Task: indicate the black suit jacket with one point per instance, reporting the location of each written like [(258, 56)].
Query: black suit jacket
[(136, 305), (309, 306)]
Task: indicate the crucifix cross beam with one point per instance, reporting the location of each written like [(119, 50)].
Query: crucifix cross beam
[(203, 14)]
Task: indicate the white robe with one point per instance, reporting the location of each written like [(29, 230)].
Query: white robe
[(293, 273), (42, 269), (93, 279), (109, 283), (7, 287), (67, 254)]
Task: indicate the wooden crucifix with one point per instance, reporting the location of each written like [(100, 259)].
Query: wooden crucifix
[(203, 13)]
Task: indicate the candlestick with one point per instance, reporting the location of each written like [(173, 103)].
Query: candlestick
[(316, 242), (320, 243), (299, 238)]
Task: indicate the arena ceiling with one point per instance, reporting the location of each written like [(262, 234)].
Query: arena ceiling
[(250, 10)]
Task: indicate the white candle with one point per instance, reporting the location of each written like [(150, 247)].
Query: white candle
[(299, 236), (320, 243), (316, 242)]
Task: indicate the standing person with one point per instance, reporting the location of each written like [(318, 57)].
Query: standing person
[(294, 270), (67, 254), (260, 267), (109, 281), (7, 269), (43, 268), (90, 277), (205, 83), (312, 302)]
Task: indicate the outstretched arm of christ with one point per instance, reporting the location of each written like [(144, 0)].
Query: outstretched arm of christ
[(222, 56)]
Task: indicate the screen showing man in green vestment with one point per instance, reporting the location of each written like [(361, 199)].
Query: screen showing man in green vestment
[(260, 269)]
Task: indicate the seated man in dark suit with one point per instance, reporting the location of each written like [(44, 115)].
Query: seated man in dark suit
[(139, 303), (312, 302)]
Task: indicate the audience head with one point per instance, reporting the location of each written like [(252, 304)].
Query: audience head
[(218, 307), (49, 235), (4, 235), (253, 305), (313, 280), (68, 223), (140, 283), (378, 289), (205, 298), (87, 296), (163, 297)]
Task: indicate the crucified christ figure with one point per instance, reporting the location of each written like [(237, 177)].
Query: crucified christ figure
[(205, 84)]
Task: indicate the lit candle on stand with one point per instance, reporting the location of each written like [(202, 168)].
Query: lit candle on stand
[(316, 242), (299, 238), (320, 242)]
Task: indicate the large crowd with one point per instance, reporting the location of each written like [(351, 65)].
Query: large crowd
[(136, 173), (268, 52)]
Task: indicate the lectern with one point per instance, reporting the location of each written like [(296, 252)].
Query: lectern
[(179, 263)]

## [AIM]
Retype the part of the entries that opens with the line containing "Task: indicate the crucifix" and closes with the line containing "287), (67, 254)]", both of those lines included.

## [RESPONSE FOR THIS EXERCISE]
Task: indicate the crucifix cross beam with one point per instance, reporting the location of each written like [(119, 50)].
Query: crucifix cross beam
[(203, 14)]
Task: indicate the white robe with one point per instance, reporting the location of each written like [(29, 230)].
Query: white robe
[(293, 273), (42, 269), (93, 279), (109, 283), (7, 287), (67, 254)]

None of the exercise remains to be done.